__Materials provided__:
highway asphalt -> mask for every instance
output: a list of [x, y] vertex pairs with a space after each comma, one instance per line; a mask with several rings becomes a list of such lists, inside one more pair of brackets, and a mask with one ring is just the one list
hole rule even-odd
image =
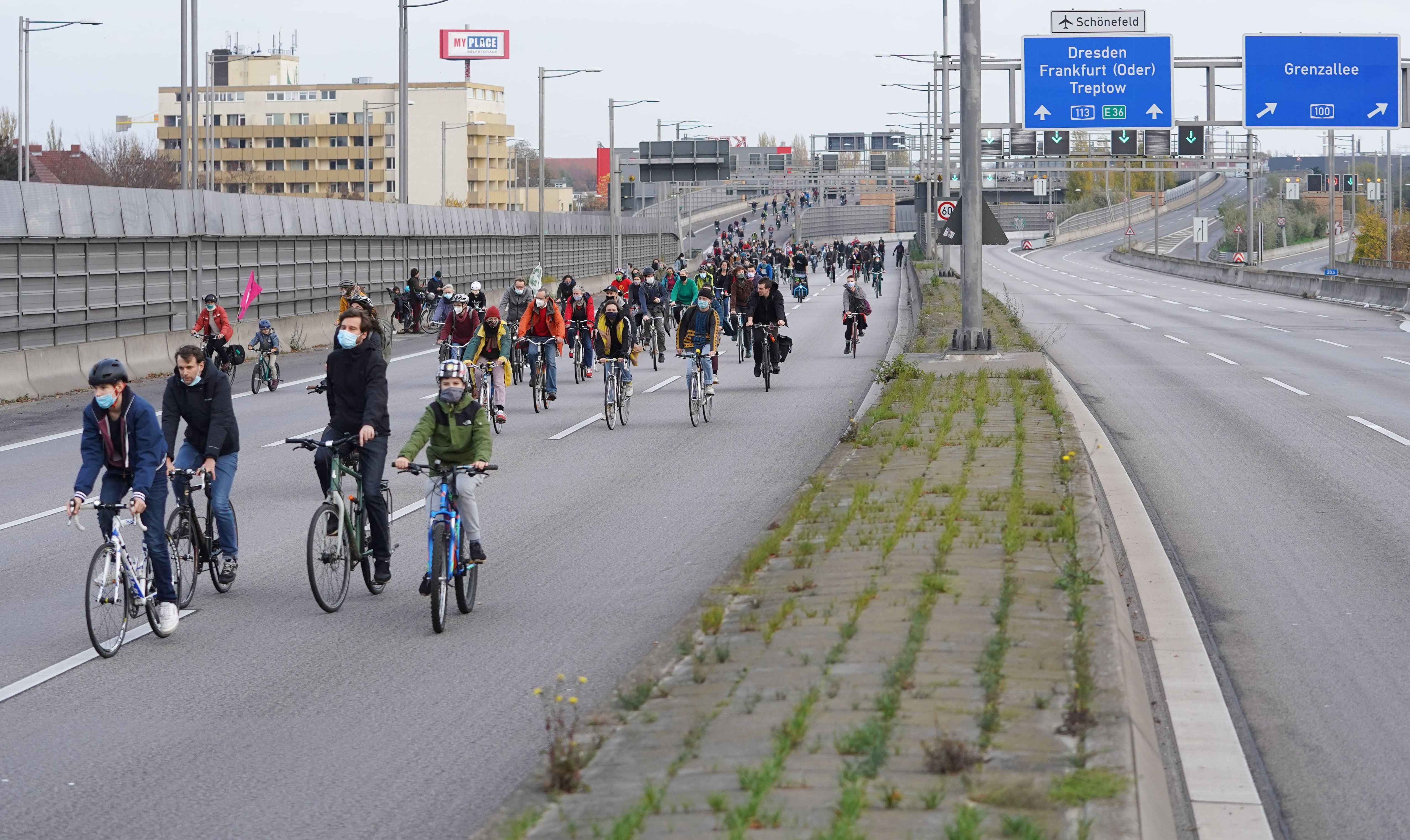
[[1142, 489], [1290, 836], [1404, 837], [1410, 333], [1118, 265], [1118, 241], [988, 248], [984, 282], [1018, 302]]
[[[809, 302], [788, 304], [797, 350], [774, 390], [729, 344], [715, 413], [698, 428], [673, 355], [660, 372], [636, 368], [630, 423], [612, 431], [598, 421], [547, 440], [601, 410], [599, 378], [574, 385], [563, 365], [560, 399], [541, 414], [512, 389], [495, 438], [501, 471], [479, 492], [491, 558], [479, 603], [470, 616], [453, 610], [440, 636], [416, 593], [420, 510], [393, 524], [400, 548], [382, 595], [354, 579], [341, 612], [313, 602], [312, 455], [265, 444], [321, 428], [323, 399], [292, 381], [317, 376], [326, 351], [289, 357], [286, 388], [235, 402], [233, 591], [203, 579], [196, 612], [169, 638], [138, 638], [0, 702], [0, 834], [468, 836], [543, 761], [530, 689], [584, 674], [584, 705], [605, 700], [654, 646], [675, 644], [673, 624], [832, 450], [884, 357], [895, 300], [877, 302], [852, 359], [838, 288], [815, 285]], [[395, 347], [409, 358], [391, 365], [393, 451], [434, 390], [436, 359], [426, 338]], [[159, 399], [161, 382], [140, 390]], [[92, 513], [82, 534], [62, 516], [8, 524], [68, 498], [78, 438], [28, 441], [78, 427], [85, 402], [0, 407], [0, 686], [89, 650]], [[407, 475], [392, 474], [392, 488], [396, 507], [422, 493]]]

__Goal of the exercise__: Arrange every line of the records above as a Markdown table with two columns, Row and Text: Row holds the row number and Text holds the line. Skip blank lines and leave the picture out.

__Solved problem__:
| Row | Text |
|---|---|
| 1 | highway asphalt -> mask for every instance |
| 2 | output: a list of [x, y] vertex pairs with a space after each comma, one instance per line; a mask with several rings becomes a list of such lists, inside one more pair of brackets, and a mask with one ring is just the one list |
| 3 | hole rule even-odd |
| 4 | image = |
| 5 | [[1142, 489], [1290, 836], [1404, 837], [1410, 333], [1118, 265], [1118, 241], [988, 248], [984, 282], [1018, 302]] |
| 6 | [[[809, 302], [788, 304], [797, 350], [774, 390], [729, 344], [715, 413], [698, 428], [673, 355], [660, 372], [636, 368], [630, 423], [612, 431], [598, 421], [547, 440], [601, 410], [599, 378], [574, 385], [563, 365], [560, 399], [541, 414], [512, 389], [495, 438], [501, 471], [479, 492], [491, 558], [479, 603], [470, 616], [453, 610], [440, 636], [416, 593], [420, 510], [393, 524], [400, 548], [382, 595], [354, 579], [341, 612], [313, 602], [312, 455], [265, 444], [321, 428], [323, 399], [292, 381], [317, 376], [326, 351], [289, 357], [286, 388], [235, 402], [233, 591], [203, 579], [196, 612], [169, 638], [138, 638], [0, 702], [0, 834], [468, 836], [543, 761], [530, 689], [584, 674], [584, 705], [605, 700], [654, 646], [675, 644], [673, 624], [832, 450], [884, 357], [895, 300], [877, 302], [852, 359], [838, 288], [815, 285]], [[395, 347], [409, 358], [391, 365], [393, 451], [434, 390], [436, 359], [426, 338]], [[159, 399], [161, 382], [140, 390]], [[92, 513], [82, 534], [62, 516], [8, 524], [68, 498], [78, 438], [28, 441], [78, 427], [85, 402], [0, 407], [0, 686], [89, 650]], [[407, 475], [392, 474], [392, 488], [396, 507], [422, 493]]] |